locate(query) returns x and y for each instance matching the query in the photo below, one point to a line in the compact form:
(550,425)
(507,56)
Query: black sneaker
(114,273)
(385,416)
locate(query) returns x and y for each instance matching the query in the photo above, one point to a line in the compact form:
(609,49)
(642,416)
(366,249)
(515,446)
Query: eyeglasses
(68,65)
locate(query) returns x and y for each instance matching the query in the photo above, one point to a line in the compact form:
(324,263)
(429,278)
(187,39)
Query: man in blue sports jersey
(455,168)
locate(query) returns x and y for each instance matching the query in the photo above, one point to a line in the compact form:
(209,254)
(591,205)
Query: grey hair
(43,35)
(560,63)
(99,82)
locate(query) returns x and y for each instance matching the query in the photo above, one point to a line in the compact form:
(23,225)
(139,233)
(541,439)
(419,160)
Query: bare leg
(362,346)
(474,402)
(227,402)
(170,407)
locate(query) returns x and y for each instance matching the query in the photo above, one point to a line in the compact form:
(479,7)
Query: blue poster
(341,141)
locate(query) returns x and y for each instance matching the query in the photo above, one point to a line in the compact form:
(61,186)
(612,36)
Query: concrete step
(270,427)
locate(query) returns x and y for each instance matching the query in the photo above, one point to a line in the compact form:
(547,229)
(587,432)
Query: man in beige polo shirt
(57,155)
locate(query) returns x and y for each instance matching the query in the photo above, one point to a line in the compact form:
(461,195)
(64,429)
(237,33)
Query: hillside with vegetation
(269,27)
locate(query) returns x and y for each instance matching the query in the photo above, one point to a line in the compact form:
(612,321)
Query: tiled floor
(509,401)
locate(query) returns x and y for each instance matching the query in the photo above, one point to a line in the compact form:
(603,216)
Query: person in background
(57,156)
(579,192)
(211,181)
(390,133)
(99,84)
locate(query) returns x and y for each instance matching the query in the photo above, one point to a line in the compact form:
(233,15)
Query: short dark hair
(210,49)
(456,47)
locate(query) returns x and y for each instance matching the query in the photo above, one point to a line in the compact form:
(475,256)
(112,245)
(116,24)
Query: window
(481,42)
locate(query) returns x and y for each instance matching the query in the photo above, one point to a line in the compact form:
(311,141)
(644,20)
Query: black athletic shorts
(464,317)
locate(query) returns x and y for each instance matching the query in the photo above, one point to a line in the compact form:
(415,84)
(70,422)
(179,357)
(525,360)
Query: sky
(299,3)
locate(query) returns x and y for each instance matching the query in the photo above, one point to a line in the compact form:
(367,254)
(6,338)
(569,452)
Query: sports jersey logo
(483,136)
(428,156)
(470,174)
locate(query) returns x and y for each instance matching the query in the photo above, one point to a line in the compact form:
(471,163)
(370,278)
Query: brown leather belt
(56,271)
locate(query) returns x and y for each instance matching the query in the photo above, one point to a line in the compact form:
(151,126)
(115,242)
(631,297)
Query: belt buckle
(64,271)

▸ Task statement:
Retype all the material exactly, missing nothing.

▸ Solution to this task:
locate(query) returns x and y for each instance matching the query in the photo below, one point to a line in the compact form:
(550,425)
(507,56)
Query: black sneaker
(114,273)
(385,416)
locate(query) returns x and y for each instance matching the query in the photo above, one point to a line in the compact form:
(609,49)
(642,416)
(366,249)
(515,446)
Query: eyeglasses
(68,65)
locate(query) returns x and y for each instance matching the query in the photo above, one point to a line in the compact form:
(324,263)
(429,278)
(187,39)
Query: man in blue sports jersey
(455,168)
locate(query) returns x and y for each instance matching the query in the photo above, one point to a line in the compact form:
(209,254)
(591,205)
Query: grey hair
(43,35)
(560,63)
(99,82)
locate(query) returns x and y for each instance matching the query in the photo above, one point to a line in the compact form:
(23,225)
(139,233)
(541,439)
(419,160)
Query: bare leg
(362,346)
(474,402)
(227,402)
(170,407)
locate(query) returns x and y for each instance matching the query in the photo above, one point to a line in the compact form:
(479,7)
Query: blue poster
(341,141)
locate(query) returns x and y for each instance matching the query in the photo above, one point to a line in the compact form:
(61,186)
(612,36)
Query: concrete step
(270,427)
locate(query) returns x and y for each instance matching the query in the photo above, one point to a line in the compact form:
(547,229)
(587,432)
Query: man in beige polo shirt
(57,155)
locate(query) returns x and y for each instance matching the query in the photo above, one point to a line in the compact form:
(461,195)
(64,429)
(237,33)
Query: hillside with vegetation
(269,27)
locate(query) returns x and y for each instance matching the query in the photo above, one point to a line in the compact form:
(612,321)
Query: tiled floor
(509,401)
locate(query) returns x and y for each instance matching the query in the photo above, one point to a line in the compact form:
(603,216)
Query: person in background
(57,156)
(579,192)
(211,181)
(390,133)
(99,84)
locate(query) returns x and y for each instance matching the query in the photo above, one point to a line in the compact form:
(233,15)
Query: short dark hair
(210,49)
(456,47)
locate(query) returns x and y for each instance matching the query in the photo above, one point to a line in the compact form:
(475,256)
(112,245)
(116,24)
Query: window
(481,42)
locate(query) returns x and y for each instance matching the query in the photo above, one point to a line in the compact form:
(311,141)
(644,20)
Query: black athletic shorts
(464,317)
locate(query) returns x and y for each instance matching the query in the photo above, one point to a line in the compact form:
(415,84)
(70,422)
(179,357)
(525,360)
Query: sky
(299,3)
locate(query) returns x and y for each instance matching the query in the photo above, one point to a line in the compact form:
(367,254)
(6,338)
(569,452)
Query: sports jersey logo
(483,136)
(428,156)
(470,174)
locate(query) returns x and y for each instance matching the query in the photo above, one point to a line in the compact form:
(471,163)
(370,278)
Query: brown leather belt
(56,271)
locate(query) returns x and y for each instance matching the query in the photo above, one point to a line in the compact form:
(151,126)
(115,242)
(631,297)
Query: belt buckle
(64,271)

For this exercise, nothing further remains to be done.